Start of DATA ROWS
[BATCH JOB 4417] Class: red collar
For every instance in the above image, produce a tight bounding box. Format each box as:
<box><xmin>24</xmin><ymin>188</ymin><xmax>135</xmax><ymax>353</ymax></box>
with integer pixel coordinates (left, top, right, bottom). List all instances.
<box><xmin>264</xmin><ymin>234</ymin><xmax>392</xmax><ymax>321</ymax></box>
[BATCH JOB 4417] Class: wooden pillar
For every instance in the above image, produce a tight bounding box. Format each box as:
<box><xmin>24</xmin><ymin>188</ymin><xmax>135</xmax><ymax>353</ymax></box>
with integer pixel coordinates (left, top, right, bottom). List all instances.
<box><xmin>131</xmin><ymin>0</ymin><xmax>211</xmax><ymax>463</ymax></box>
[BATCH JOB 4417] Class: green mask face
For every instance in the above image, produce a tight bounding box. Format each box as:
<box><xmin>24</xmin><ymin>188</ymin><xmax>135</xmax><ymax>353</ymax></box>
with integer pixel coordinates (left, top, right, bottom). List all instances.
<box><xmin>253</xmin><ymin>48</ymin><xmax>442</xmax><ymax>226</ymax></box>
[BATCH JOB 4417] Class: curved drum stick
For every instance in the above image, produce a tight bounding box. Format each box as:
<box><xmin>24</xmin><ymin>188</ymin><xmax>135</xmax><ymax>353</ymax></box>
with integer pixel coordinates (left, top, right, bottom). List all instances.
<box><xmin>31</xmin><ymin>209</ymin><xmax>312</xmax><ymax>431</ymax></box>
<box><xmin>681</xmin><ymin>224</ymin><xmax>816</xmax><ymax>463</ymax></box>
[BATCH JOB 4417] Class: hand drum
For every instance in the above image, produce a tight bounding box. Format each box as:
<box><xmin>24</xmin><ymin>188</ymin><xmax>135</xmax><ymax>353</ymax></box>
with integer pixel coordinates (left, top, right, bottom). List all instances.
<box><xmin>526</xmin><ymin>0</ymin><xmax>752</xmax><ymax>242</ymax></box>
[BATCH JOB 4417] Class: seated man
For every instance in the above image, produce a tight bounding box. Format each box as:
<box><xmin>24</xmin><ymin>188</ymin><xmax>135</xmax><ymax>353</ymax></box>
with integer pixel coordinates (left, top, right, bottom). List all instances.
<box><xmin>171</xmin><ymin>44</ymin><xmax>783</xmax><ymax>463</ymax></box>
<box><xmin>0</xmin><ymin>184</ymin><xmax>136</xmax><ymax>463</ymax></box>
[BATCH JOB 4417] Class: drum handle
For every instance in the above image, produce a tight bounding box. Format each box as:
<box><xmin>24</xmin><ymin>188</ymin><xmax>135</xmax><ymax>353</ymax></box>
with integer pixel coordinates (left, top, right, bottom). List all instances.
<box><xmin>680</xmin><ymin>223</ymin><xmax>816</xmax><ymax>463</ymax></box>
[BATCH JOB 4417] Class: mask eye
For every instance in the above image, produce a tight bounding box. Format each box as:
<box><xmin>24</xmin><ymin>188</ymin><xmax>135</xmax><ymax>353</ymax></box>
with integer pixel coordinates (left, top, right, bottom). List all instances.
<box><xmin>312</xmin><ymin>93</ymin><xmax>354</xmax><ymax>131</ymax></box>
End of DATA ROWS
• TASK REQUIREMENTS:
Copy out the listing starting at the line that contains "[BATCH JOB 4417] Class: drum handle" and ending at the end of the listing, and shift every box coordinate in the answers up by 140.

• FINAL RESULT:
[BATCH JOB 4417] Class: drum handle
For every instance in the above image, produce a tight bounding box. Format each box as:
<box><xmin>24</xmin><ymin>188</ymin><xmax>135</xmax><ymax>353</ymax></box>
with integer pixel coordinates (left, top, right, bottom). List all instances.
<box><xmin>820</xmin><ymin>363</ymin><xmax>956</xmax><ymax>603</ymax></box>
[BATCH JOB 4417] Class: mask eye
For every instance in the above image, produce a tight bounding box. Format each box as:
<box><xmin>24</xmin><ymin>188</ymin><xmax>135</xmax><ymax>353</ymax></box>
with integer pixel coordinates (left, top, right, bottom). List all instances.
<box><xmin>452</xmin><ymin>233</ymin><xmax>494</xmax><ymax>271</ymax></box>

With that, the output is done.